SET TASK
Count how many lines of the records below contain the string "lamp", matching case exactly. Reply with only that number.
___ DATA FOR THIS EXERCISE ___
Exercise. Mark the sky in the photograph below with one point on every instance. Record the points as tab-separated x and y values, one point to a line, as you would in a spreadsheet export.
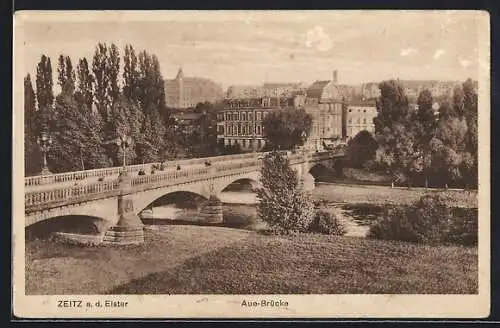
255	47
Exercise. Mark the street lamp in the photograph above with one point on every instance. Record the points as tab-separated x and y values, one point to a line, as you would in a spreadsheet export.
44	141
124	142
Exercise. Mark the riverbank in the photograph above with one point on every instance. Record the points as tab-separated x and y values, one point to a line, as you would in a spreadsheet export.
225	260
346	193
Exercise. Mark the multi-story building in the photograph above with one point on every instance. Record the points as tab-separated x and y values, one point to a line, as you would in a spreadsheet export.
186	92
240	122
266	90
336	114
326	101
359	117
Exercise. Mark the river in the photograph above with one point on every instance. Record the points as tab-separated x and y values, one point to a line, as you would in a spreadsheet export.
240	211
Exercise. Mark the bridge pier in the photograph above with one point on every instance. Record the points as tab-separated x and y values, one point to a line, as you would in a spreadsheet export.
129	228
211	210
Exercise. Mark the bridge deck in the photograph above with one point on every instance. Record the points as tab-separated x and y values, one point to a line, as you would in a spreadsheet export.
47	196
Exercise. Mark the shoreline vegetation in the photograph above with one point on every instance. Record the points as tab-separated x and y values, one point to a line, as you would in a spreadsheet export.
231	260
219	262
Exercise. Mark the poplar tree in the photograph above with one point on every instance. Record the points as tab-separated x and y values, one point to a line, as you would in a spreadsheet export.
101	80
32	159
44	84
85	83
130	74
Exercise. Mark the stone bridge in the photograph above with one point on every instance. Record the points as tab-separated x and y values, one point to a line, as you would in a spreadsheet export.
116	204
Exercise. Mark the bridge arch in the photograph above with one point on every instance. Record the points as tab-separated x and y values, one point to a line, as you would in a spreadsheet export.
74	223
182	198
145	199
242	184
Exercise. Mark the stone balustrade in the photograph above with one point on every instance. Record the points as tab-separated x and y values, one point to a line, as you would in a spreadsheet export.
77	193
80	175
63	194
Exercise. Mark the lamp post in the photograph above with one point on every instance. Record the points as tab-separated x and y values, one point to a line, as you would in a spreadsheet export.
124	142
44	141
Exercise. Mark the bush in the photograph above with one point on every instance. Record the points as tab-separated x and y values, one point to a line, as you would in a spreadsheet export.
428	221
328	223
282	203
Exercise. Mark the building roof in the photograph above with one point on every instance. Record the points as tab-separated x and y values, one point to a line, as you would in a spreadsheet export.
327	90
315	90
186	116
363	103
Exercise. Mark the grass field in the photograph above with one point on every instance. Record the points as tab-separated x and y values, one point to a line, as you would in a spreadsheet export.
340	193
193	259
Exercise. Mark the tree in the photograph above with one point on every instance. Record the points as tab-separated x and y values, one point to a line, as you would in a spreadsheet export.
361	149
397	150
126	119
61	71
85	83
130	74
282	203
44	84
287	128
65	71
470	156
32	159
424	127
112	70
101	80
392	106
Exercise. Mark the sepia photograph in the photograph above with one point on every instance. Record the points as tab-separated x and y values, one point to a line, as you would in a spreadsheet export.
251	163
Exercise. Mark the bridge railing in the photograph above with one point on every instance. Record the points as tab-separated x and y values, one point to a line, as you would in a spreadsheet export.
76	193
169	176
64	194
80	175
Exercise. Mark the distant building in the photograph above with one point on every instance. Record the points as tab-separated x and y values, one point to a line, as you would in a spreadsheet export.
240	122
360	117
266	90
186	119
370	90
185	92
327	102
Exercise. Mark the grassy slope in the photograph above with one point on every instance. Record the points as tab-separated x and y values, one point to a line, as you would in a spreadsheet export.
226	260
380	195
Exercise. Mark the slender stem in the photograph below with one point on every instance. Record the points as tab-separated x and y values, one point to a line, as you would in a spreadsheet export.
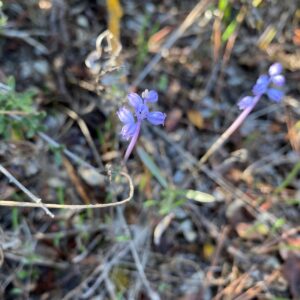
133	141
230	130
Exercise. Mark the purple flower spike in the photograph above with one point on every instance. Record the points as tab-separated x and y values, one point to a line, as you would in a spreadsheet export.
131	129
135	100
275	69
125	115
150	96
245	102
261	85
128	130
275	95
156	118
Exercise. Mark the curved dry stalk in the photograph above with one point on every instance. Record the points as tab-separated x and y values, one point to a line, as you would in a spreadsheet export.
73	206
17	183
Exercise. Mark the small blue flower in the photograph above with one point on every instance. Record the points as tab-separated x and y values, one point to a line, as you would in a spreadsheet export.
261	85
131	127
268	85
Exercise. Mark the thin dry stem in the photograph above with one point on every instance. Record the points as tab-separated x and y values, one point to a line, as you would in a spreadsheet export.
72	206
38	201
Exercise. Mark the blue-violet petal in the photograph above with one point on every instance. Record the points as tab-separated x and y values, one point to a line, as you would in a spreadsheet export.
261	85
150	96
128	130
135	100
125	115
156	118
275	95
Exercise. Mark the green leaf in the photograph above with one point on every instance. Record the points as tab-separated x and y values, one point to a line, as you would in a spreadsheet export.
198	196
153	168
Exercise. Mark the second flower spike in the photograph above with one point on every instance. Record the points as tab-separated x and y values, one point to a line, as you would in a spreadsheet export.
131	128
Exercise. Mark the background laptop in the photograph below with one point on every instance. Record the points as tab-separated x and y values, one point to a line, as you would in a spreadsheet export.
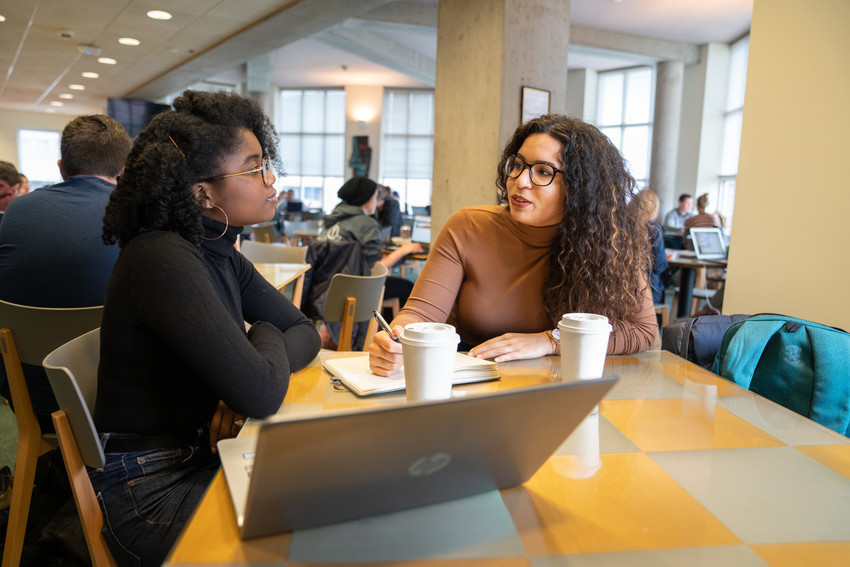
708	243
300	472
421	230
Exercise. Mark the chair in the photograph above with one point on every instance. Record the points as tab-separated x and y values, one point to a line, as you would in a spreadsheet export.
72	371
262	253
27	334
351	299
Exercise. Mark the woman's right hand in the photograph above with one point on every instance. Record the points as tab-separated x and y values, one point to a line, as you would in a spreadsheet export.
385	354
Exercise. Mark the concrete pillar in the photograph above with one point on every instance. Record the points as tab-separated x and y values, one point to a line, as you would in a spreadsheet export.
487	50
258	80
665	133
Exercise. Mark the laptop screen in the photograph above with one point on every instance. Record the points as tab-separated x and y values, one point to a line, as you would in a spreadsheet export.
708	243
421	229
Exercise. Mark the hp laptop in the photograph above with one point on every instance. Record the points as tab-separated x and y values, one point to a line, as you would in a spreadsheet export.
300	472
708	243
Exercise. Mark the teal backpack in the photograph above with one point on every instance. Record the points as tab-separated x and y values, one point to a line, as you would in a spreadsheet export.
798	364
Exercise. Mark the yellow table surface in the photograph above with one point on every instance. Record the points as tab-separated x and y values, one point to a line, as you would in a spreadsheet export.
694	471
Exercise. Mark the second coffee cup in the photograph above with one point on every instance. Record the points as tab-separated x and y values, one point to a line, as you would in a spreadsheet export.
584	343
429	351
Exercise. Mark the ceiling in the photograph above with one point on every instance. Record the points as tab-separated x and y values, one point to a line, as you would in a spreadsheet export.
297	43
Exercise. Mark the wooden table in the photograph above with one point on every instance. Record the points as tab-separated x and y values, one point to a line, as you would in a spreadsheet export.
281	275
692	274
415	260
694	471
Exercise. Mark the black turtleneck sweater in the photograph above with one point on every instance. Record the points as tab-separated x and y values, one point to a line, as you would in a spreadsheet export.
173	340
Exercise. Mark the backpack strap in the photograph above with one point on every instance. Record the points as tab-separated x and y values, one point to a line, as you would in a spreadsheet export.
745	349
831	395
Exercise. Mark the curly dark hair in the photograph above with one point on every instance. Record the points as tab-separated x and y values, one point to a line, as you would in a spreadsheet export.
601	260
173	152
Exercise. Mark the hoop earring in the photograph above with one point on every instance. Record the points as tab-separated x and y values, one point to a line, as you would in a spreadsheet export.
226	224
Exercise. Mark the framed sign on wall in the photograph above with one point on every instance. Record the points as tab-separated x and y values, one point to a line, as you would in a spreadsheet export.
535	102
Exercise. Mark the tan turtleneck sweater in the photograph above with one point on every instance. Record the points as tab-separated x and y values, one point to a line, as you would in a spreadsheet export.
485	275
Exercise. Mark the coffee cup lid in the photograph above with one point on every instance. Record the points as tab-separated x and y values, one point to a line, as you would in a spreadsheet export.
585	322
430	333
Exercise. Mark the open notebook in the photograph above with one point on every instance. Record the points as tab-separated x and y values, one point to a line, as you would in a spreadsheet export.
354	373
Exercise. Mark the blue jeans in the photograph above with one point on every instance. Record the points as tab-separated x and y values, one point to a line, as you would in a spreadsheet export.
148	496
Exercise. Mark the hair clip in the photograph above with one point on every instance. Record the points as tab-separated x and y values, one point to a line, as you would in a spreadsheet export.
175	145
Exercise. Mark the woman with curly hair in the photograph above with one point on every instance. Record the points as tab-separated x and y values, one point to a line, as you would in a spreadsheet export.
567	241
178	371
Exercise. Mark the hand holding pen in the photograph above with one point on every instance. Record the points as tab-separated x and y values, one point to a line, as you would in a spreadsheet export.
384	325
385	356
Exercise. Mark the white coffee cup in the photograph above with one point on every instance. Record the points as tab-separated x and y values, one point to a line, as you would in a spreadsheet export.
584	343
429	360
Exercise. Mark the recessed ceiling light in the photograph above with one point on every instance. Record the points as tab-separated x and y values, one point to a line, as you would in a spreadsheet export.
159	15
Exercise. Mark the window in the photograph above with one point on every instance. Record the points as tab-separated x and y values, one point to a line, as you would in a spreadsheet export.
38	152
311	126
733	119
624	114
407	145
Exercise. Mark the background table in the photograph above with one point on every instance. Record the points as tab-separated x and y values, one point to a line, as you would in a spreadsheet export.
694	471
281	275
692	275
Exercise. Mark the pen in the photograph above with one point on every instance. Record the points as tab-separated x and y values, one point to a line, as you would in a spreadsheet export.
384	325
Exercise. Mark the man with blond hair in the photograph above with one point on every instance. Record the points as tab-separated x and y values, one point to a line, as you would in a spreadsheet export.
51	250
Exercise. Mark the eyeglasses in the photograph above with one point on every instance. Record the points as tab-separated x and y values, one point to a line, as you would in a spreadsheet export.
541	173
264	170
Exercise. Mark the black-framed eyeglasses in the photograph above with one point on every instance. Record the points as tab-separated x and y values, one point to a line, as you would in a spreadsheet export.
264	170
541	173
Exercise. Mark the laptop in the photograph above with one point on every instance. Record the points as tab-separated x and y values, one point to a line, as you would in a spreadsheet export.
306	471
421	231
708	243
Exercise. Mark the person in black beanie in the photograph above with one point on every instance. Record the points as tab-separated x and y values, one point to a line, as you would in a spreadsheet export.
353	219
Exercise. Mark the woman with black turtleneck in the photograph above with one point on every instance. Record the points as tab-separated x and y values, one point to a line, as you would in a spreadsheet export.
178	371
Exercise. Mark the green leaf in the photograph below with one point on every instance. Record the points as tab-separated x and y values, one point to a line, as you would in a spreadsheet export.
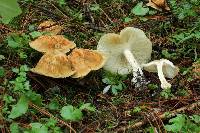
20	108
71	113
2	72
140	10
13	44
87	106
54	105
34	97
8	10
195	118
38	128
127	19
14	128
2	57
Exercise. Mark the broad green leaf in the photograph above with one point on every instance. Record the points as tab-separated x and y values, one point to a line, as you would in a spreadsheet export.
8	10
38	128
20	108
71	113
127	19
54	105
34	97
87	106
13	44
14	128
140	10
195	118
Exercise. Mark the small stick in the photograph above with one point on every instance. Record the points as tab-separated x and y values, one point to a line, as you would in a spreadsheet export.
50	115
162	116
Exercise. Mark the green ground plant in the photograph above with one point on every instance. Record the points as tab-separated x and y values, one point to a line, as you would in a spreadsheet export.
32	103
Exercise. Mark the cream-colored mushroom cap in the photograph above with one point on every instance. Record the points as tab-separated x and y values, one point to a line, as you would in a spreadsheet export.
168	68
115	45
55	65
51	27
85	60
52	43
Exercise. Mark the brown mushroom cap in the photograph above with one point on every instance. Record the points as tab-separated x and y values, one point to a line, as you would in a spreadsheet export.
55	65
52	43
50	27
85	60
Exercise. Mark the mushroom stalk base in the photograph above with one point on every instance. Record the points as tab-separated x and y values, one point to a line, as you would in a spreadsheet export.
164	83
138	76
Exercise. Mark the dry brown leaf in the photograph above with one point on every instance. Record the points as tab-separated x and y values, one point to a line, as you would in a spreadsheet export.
158	4
85	60
51	27
52	43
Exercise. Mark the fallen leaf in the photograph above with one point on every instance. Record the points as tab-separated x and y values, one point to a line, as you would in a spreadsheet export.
158	4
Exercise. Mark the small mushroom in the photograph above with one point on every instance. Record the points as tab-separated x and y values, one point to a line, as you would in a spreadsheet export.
165	68
52	43
126	52
85	60
55	65
51	27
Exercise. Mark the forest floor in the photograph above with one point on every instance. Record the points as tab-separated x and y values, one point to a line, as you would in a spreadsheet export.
174	34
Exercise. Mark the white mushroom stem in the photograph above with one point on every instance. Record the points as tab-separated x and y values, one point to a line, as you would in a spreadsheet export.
134	64
164	83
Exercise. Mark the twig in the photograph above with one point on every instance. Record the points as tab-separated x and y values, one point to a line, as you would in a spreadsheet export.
162	116
50	115
104	13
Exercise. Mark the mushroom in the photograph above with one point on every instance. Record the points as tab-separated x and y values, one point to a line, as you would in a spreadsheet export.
85	60
165	68
126	52
51	27
52	43
55	65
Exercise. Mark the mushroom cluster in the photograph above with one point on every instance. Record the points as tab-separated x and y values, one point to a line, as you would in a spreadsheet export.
56	64
130	51
124	53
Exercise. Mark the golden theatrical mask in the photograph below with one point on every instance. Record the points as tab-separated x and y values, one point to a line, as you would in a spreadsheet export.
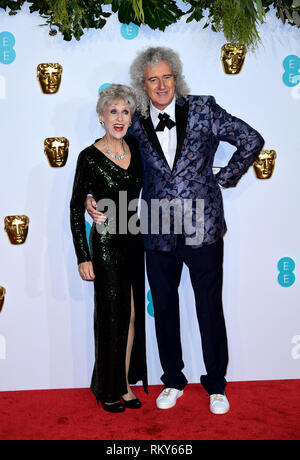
233	56
2	297
49	76
57	150
16	228
264	164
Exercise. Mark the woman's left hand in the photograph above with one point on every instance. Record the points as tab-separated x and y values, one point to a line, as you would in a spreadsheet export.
86	271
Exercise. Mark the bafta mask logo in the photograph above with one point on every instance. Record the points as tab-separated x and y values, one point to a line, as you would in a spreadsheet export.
56	150
16	228
49	76
2	297
233	56
264	164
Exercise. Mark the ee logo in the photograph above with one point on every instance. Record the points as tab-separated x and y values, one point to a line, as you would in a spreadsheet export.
129	31
286	267
150	308
105	85
291	65
7	52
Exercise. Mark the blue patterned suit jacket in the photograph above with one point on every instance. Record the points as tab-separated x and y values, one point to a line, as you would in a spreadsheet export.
201	124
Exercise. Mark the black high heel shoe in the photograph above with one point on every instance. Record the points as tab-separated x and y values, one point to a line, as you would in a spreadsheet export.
115	407
132	403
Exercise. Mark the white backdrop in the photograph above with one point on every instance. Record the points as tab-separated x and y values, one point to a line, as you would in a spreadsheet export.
46	325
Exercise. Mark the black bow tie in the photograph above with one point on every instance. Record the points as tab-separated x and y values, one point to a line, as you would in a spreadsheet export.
164	121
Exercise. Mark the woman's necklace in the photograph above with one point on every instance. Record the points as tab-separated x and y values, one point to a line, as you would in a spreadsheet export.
114	155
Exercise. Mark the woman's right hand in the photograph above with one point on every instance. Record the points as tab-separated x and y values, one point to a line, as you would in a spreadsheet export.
86	271
91	207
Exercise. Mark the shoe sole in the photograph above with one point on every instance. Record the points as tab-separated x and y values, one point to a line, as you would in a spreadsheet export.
220	411
174	404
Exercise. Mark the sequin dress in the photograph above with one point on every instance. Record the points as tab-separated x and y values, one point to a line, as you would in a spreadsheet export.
118	263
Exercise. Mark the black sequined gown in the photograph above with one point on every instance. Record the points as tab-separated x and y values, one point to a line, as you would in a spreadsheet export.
118	262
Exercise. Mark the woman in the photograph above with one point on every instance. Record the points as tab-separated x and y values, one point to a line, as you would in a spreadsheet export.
110	169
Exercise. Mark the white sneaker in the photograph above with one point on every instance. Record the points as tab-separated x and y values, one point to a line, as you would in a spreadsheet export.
219	404
168	397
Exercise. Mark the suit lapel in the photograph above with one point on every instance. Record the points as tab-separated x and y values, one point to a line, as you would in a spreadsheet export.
181	115
149	128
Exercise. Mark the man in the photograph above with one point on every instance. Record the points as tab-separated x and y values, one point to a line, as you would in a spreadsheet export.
178	136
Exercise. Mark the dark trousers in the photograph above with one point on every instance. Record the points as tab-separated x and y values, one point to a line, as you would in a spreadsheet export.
205	265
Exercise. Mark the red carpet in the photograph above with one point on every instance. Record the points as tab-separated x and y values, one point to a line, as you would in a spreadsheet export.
264	410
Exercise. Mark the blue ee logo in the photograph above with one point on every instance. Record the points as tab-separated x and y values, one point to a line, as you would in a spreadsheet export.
7	52
129	31
150	308
291	76
286	267
105	85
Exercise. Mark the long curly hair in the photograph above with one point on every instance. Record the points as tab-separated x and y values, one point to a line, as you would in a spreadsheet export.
149	58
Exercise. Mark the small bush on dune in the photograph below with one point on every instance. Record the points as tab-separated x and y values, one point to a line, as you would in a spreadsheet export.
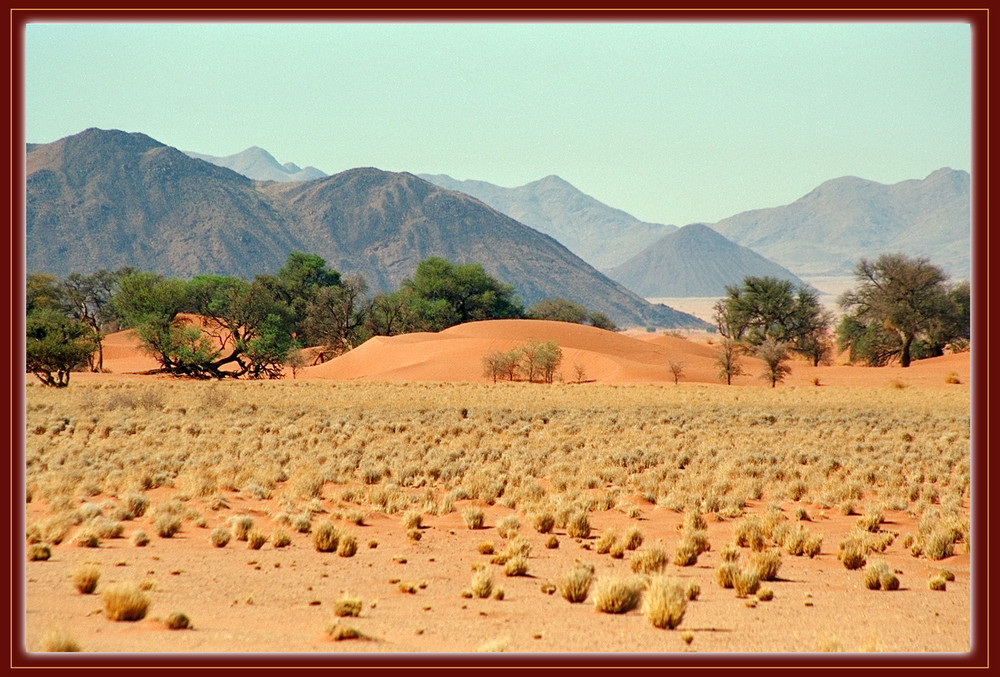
___
THE REPLY
2